═════ EXTRACT TO READ ═════
On Monday, the CME Group’s farm markets closed mostly higher, with wheat leading by double digits.

At the close, the July corn futures finished 2¾¢ lower at $4.24¼. Dec. corn futures closed 2¢ lower at $4.41¾.
 
July soybean futures ended 1¼¢ higher at $8.79. November soybean futures ended 1½¢ higher at $9.06½.

July wheat futures closed 16¾¢ higher at $5.19¾.

July soymeal futures settled $0.80 per short ton lower at $320.50. July soy oil futures ended 0.25¢ cent lower at 27.34¢ per pound.

In the outside markets, the NYMEX crude oil market is $0.70 lower, the U.S. dollar is lower, and the Dow Jones Industrials are 4 points higher.

USDA Crop Progress Report showed corn plantings behind even more than the trade had thought.

This morning, Al Kluis, Kluis Advisors, noted that investors are eager to see this afternoon’s USDA Crop Progress Report at 3 p.m. CDT.
═════ INFORMATION GIVEN ═════
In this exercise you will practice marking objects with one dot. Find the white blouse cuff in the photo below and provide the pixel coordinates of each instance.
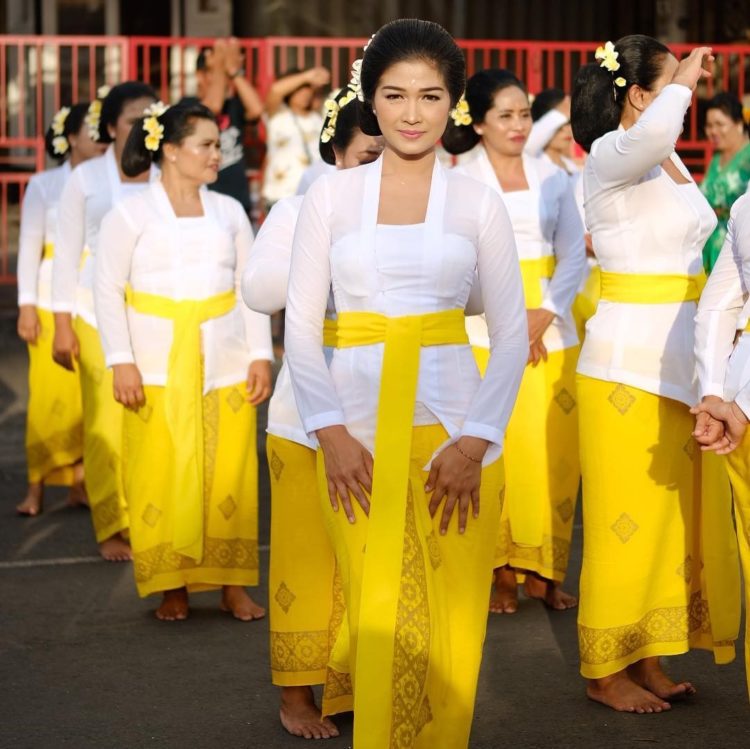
(321, 421)
(120, 357)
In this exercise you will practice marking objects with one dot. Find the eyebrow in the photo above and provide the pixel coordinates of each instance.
(423, 90)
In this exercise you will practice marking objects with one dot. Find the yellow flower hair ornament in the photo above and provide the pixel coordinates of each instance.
(607, 56)
(153, 128)
(460, 114)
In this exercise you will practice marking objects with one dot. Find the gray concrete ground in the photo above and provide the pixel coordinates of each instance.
(84, 664)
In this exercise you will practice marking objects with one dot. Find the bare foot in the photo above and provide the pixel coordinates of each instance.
(77, 496)
(174, 606)
(116, 549)
(621, 693)
(32, 502)
(301, 717)
(505, 594)
(549, 591)
(235, 600)
(649, 675)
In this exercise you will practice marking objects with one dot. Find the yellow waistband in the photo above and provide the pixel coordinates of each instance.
(532, 272)
(650, 288)
(183, 397)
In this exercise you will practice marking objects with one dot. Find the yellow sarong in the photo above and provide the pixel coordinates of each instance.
(542, 470)
(54, 419)
(659, 568)
(430, 655)
(229, 495)
(301, 573)
(183, 397)
(738, 465)
(102, 437)
(380, 585)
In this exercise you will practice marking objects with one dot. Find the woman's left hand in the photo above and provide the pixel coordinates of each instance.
(258, 382)
(456, 478)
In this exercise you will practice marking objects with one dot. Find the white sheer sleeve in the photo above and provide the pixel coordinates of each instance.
(120, 236)
(570, 253)
(257, 325)
(31, 242)
(266, 275)
(626, 155)
(309, 287)
(70, 239)
(505, 312)
(722, 302)
(543, 130)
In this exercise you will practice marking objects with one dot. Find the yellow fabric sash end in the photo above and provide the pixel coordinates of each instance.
(650, 288)
(532, 272)
(183, 402)
(381, 579)
(329, 333)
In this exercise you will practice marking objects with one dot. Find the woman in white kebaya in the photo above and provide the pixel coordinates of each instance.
(190, 364)
(53, 423)
(407, 429)
(90, 192)
(660, 572)
(541, 457)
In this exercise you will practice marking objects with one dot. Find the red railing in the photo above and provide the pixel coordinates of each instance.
(38, 74)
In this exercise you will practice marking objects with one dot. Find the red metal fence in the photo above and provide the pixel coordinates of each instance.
(38, 74)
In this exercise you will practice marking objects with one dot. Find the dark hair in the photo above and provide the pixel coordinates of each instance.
(348, 121)
(178, 122)
(729, 104)
(114, 102)
(481, 90)
(73, 123)
(546, 100)
(410, 39)
(596, 103)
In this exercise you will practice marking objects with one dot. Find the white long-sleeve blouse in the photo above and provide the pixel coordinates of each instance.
(723, 368)
(643, 222)
(404, 270)
(39, 228)
(150, 248)
(546, 223)
(93, 188)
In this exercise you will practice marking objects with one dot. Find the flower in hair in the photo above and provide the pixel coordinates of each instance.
(608, 56)
(93, 116)
(58, 121)
(460, 113)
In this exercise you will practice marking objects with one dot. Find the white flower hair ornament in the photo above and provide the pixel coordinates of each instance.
(60, 144)
(151, 125)
(460, 114)
(607, 55)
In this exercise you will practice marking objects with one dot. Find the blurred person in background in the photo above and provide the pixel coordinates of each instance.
(729, 172)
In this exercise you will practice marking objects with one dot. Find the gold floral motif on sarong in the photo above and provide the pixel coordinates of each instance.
(411, 652)
(663, 625)
(299, 651)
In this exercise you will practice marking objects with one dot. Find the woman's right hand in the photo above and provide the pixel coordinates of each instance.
(690, 70)
(349, 468)
(65, 348)
(28, 327)
(128, 386)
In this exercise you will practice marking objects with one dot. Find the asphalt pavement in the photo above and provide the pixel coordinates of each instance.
(84, 664)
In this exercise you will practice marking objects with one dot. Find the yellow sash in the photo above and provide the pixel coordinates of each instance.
(650, 288)
(403, 338)
(532, 272)
(183, 404)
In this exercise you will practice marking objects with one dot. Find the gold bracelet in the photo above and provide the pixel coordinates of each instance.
(468, 457)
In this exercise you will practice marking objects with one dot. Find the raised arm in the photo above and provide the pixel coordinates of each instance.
(266, 276)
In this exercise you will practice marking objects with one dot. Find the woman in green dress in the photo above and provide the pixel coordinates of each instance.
(729, 172)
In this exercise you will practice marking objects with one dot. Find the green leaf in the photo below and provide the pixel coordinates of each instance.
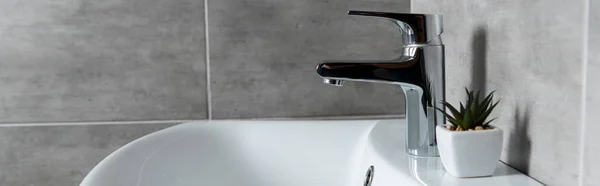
(486, 103)
(476, 104)
(452, 120)
(467, 120)
(455, 112)
(487, 123)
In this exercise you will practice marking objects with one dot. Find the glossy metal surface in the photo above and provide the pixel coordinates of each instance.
(419, 70)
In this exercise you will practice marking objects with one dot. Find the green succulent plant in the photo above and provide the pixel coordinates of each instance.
(473, 114)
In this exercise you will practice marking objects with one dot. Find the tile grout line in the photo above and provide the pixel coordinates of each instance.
(207, 61)
(143, 122)
(586, 25)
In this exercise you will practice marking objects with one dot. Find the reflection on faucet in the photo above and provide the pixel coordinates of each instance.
(419, 71)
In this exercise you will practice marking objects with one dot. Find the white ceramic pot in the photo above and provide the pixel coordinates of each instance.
(469, 153)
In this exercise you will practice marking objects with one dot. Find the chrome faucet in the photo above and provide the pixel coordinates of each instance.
(419, 70)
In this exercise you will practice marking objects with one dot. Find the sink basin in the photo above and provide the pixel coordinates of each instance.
(280, 153)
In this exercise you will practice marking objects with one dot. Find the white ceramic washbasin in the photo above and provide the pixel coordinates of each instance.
(280, 153)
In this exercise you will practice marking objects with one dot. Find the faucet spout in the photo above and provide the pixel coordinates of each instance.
(419, 71)
(421, 77)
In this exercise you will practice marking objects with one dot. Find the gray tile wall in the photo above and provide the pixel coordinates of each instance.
(263, 55)
(72, 63)
(591, 168)
(531, 52)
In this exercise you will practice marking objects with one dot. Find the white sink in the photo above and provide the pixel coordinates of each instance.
(280, 153)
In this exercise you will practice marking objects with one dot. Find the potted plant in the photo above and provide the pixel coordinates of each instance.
(469, 146)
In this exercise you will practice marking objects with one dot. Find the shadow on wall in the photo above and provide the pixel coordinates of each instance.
(519, 141)
(479, 67)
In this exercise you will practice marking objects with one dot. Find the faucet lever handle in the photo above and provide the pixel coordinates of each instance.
(417, 29)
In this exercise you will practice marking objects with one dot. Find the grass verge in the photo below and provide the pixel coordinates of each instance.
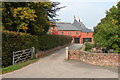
(17, 66)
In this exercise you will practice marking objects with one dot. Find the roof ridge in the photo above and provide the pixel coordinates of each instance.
(64, 22)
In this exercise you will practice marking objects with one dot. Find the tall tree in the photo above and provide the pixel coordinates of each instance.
(31, 17)
(107, 32)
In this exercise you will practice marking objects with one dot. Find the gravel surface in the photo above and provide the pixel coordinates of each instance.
(55, 66)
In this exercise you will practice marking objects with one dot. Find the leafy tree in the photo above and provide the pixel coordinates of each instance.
(31, 17)
(107, 32)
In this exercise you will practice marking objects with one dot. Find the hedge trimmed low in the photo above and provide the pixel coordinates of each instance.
(13, 41)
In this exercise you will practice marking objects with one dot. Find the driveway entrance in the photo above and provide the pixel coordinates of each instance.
(77, 40)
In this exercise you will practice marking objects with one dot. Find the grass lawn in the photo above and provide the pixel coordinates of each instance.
(17, 66)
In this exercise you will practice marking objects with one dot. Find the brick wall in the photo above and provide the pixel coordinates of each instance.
(102, 59)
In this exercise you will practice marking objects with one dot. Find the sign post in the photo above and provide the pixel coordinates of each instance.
(66, 53)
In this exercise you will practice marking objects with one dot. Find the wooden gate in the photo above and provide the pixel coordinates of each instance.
(23, 55)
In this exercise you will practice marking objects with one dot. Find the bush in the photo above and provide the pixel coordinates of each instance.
(12, 41)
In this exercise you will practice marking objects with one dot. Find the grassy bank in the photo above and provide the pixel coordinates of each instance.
(17, 66)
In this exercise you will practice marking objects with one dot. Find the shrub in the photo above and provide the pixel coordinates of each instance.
(12, 41)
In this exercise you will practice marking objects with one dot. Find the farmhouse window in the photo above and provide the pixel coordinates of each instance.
(76, 33)
(62, 33)
(69, 33)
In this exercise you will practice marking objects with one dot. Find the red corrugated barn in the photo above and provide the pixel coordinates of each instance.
(79, 32)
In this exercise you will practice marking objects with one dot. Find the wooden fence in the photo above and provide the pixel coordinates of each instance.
(23, 55)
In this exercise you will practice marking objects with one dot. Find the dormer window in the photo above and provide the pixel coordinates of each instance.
(77, 33)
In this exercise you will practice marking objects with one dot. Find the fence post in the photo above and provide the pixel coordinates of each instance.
(33, 53)
(13, 57)
(66, 53)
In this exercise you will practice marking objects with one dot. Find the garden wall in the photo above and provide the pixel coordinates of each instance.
(14, 41)
(102, 59)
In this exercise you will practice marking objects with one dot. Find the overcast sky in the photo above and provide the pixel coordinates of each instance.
(89, 11)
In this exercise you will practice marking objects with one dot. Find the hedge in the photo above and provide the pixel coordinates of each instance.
(13, 41)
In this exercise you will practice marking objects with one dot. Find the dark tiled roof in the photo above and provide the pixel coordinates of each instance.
(75, 26)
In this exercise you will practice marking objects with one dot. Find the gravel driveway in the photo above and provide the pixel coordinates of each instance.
(55, 66)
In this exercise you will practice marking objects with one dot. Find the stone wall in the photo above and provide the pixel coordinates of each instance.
(102, 59)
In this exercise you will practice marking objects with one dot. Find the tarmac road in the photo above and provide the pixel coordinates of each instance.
═════
## REQUIRED WORK
- a) Answer these questions using the farm market report:
(i) At what price did July corn futures finish?
(ii) By how much did July wheat futures close higher?
(iii) At what time is the USDA Crop Progress Report due this afternoon?
- b) Reproduce the farm market report word for word, starting at "July soybean futures" and ending at "3 p.m. CDT.".
- c) Resume the farm market report from the point where it stops.
This material is separate from the market report.

## TASK ANSWERS
- a)
(i) $4.24¼
(ii) 16¾¢
(iii) 3 p.m. CDT

- b)
July soybean futures ended 1¼¢ higher at $8.79. November soybean futures ended 1½¢ higher at $9.06½.

July wheat futures closed 16¾¢ higher at $5.19¾.

July soymeal futures settled $0.80 per short ton lower at $320.50. July soy oil futures ended 0.25¢ cent lower at 27.34¢ per pound.

In the outside markets, the NYMEX crude oil market is $0.70 lower, the U.S. dollar is lower, and the Dow Jones Industrials are 4 points higher.

USDA Crop Progress Report showed corn plantings behind even more than the trade had thought.

This morning, Al Kluis, Kluis Advisors, noted that investors are eager to see this afternoon’s USDA Crop Progress Report at 3 p.m. CDT.

- c)
“The USDA Crop Progress Report today will show nationwide corn planting at about 70% complete. This would suggest 27 million acres of corn will be planted the first time in the month of June, and possibly 1 to 2 million acres of corn will need to be replanted in June,” Kluis told customers in a daily note.

Kluis added, “I am watching the wheat-corn spread. With nearby KC wheat futures trading at $4.78 per bushel, it is difficult for me to believe the $5 corn projections. Yes, corn has traded above wheat. However, it does not stay above the price of wheat for very long.”